SET EXERCISE :: Please copy out the lines of the material below without any changes, starting with the line that contains "milled asphalt strip." and continuing through the final line of the material.

Point annotation records:
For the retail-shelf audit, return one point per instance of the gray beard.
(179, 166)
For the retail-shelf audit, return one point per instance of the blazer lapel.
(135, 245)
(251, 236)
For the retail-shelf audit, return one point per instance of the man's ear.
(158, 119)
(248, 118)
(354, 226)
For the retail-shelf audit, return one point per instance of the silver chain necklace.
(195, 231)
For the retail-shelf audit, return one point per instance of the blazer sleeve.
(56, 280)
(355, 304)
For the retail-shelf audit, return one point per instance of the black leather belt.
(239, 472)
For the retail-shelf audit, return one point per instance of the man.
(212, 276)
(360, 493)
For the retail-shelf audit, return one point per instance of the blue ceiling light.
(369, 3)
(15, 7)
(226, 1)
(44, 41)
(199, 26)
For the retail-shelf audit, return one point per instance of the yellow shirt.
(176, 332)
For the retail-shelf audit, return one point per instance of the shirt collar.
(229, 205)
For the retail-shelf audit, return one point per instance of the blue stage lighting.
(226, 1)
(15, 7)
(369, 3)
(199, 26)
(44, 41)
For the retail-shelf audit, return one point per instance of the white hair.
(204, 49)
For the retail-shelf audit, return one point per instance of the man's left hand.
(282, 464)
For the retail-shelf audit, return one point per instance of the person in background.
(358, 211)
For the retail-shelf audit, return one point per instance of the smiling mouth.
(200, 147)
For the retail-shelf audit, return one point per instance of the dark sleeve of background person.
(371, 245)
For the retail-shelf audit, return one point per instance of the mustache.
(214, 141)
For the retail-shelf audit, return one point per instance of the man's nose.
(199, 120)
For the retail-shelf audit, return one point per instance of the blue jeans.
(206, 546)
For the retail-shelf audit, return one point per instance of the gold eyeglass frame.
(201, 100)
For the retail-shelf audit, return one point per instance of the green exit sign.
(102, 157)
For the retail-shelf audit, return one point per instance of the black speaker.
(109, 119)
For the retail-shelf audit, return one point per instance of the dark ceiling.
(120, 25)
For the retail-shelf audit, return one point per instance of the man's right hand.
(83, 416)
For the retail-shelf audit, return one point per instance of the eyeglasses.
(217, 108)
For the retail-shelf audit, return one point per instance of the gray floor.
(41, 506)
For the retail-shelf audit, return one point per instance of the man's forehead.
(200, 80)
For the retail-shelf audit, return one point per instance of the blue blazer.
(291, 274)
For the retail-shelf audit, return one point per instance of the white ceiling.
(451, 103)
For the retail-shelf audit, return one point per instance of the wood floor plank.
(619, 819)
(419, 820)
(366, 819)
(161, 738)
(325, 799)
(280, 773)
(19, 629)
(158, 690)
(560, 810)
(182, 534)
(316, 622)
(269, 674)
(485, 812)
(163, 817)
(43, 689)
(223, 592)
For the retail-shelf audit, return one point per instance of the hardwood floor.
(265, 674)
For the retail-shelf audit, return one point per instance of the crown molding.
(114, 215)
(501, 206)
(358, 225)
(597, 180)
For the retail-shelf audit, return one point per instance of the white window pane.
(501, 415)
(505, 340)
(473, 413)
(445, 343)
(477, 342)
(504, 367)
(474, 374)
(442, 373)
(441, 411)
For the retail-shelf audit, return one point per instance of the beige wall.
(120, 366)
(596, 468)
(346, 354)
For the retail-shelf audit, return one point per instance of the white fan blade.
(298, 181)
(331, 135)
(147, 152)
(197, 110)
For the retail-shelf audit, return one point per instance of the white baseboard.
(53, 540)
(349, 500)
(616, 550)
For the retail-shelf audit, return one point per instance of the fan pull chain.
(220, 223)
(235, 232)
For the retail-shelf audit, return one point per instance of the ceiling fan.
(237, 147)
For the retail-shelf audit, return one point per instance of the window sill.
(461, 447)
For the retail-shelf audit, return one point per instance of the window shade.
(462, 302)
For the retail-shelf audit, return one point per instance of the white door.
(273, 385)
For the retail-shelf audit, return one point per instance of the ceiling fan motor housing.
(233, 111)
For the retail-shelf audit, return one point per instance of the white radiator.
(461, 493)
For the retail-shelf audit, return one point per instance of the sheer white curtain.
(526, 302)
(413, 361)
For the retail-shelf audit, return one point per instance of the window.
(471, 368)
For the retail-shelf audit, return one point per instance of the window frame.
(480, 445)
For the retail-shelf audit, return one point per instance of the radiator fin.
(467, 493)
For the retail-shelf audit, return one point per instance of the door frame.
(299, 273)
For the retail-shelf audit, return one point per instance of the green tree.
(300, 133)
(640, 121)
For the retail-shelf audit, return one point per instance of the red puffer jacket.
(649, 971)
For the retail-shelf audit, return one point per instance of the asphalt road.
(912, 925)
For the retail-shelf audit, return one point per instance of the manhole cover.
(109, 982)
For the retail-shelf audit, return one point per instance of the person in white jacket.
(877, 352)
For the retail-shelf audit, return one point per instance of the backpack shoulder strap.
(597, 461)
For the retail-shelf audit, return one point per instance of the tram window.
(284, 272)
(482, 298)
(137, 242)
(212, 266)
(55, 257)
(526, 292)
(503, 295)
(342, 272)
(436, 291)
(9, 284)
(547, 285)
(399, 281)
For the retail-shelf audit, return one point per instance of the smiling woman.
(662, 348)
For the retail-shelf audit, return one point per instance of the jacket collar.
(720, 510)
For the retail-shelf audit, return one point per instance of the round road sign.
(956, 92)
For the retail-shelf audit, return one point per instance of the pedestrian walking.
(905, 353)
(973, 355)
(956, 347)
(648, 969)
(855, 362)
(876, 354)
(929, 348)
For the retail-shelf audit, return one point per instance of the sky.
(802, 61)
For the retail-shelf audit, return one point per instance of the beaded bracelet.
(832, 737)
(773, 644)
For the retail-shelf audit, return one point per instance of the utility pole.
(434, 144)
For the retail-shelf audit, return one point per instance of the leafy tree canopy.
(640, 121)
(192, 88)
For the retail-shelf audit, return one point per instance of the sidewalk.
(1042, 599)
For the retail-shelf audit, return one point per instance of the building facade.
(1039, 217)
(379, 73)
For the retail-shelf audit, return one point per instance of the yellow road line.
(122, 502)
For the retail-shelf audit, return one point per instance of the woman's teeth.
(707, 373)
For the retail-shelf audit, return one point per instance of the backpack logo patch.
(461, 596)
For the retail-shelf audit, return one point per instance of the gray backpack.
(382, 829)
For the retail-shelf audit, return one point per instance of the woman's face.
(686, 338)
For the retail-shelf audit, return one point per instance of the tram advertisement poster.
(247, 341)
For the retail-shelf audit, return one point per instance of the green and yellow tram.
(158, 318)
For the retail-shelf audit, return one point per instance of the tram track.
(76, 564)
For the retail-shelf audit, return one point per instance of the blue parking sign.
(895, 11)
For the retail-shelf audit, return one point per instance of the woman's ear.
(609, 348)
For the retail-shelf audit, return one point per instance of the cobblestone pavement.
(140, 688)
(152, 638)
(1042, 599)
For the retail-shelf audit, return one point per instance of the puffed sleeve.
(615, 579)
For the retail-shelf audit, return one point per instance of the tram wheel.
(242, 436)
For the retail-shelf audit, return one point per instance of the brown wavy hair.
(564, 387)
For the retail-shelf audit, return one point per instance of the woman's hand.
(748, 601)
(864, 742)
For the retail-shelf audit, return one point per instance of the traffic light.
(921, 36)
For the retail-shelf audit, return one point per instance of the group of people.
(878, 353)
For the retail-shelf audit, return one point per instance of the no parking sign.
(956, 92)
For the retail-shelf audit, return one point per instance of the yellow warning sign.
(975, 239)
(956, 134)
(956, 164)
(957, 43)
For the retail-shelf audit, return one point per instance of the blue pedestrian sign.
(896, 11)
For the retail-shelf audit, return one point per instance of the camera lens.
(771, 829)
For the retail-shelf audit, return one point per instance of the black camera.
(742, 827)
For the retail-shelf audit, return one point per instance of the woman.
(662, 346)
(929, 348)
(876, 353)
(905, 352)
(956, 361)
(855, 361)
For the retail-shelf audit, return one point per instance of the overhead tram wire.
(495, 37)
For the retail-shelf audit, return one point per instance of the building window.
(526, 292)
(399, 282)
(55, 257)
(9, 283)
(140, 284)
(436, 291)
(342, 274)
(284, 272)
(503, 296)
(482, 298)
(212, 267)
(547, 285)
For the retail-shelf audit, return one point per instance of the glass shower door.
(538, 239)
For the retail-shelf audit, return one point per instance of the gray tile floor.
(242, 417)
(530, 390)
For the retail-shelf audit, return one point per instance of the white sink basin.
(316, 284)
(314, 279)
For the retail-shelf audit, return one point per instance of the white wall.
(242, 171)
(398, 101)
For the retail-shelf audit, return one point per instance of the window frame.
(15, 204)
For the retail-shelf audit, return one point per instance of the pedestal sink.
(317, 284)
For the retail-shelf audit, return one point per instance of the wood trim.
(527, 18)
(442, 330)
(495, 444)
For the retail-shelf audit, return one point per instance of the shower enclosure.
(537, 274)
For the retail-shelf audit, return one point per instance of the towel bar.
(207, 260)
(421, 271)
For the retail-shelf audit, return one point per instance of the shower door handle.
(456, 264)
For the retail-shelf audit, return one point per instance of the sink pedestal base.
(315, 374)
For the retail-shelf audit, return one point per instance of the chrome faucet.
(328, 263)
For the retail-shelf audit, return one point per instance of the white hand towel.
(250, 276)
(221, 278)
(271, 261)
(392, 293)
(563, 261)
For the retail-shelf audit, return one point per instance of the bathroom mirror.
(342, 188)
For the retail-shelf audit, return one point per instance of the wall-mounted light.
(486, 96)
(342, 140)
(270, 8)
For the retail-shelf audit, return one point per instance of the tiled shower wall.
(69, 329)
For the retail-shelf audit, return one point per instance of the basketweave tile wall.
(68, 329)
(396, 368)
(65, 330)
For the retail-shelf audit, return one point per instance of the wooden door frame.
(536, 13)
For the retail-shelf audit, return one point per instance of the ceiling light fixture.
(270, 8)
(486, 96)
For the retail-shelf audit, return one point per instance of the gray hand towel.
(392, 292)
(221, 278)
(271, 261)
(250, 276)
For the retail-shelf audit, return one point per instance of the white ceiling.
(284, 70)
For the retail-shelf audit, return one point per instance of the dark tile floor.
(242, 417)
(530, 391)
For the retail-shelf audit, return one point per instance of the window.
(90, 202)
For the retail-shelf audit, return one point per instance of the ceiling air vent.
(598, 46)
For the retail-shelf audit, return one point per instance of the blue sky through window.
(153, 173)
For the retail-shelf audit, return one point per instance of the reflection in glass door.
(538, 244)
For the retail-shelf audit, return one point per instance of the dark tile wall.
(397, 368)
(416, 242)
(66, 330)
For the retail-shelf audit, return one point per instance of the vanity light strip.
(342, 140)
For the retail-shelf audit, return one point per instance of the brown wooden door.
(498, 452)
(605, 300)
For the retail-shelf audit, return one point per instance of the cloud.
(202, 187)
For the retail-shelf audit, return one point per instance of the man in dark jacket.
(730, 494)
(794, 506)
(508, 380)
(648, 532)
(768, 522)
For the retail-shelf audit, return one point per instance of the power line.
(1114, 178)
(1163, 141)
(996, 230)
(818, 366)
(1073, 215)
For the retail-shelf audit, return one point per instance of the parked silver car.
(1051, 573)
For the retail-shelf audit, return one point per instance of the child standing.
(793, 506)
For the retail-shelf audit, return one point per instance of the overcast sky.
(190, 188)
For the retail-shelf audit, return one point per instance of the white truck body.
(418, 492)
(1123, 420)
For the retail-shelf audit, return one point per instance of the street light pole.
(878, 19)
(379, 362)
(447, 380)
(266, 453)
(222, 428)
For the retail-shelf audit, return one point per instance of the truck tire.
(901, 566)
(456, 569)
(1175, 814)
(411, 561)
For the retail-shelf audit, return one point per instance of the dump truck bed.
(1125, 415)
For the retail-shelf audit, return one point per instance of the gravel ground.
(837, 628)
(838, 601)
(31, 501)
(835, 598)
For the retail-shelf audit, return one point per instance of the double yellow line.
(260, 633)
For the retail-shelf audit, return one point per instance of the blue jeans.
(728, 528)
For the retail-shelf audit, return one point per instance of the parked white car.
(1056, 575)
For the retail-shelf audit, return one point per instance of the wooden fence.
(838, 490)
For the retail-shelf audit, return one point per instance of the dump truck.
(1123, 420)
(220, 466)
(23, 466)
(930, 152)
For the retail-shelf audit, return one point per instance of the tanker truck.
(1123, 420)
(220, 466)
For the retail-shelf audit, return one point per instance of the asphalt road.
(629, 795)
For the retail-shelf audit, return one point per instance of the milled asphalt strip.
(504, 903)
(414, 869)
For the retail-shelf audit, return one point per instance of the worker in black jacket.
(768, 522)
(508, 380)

WRITTEN ANSWER ::
For the retail-shelf audit, return one point per instance of the milled asphalt strip.
(504, 903)
(414, 869)
For the retail-shelf audit, return one point per instance of the worker in black jacket.
(768, 522)
(508, 380)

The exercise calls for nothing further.